• Dataset rows on where objects appear
= = = = = = =

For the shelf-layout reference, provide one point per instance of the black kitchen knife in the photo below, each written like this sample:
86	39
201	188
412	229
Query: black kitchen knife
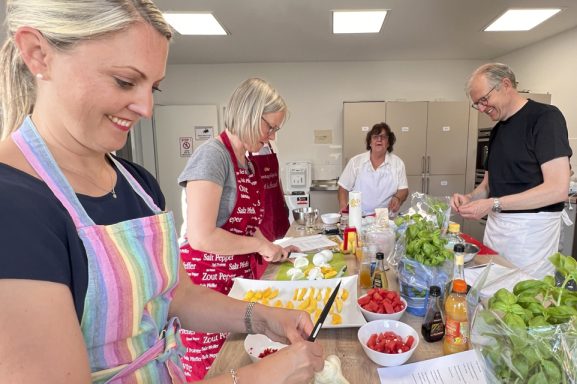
324	314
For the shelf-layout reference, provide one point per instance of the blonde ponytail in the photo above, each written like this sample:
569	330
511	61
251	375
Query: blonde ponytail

= = = = = = =

• EXERCISE DETAILS
Write out all of the data above again, requests included, adding 99 to every coordinate in the answers and omitting the pictures. Leave the numbers in the requests and their format samples unchanged.

• RESPONSE
For the shelf-layout reference, provide one point per instance of the black kitchen knife in the photo below, each written like this sample:
86	39
201	188
412	229
Query: black kitchen knife
423	413
For the shelf-layout reference, provide one point per instance of the blonde ponytail in the photo above, each written like this sample:
569	330
511	61
251	375
Query: blonde ponytail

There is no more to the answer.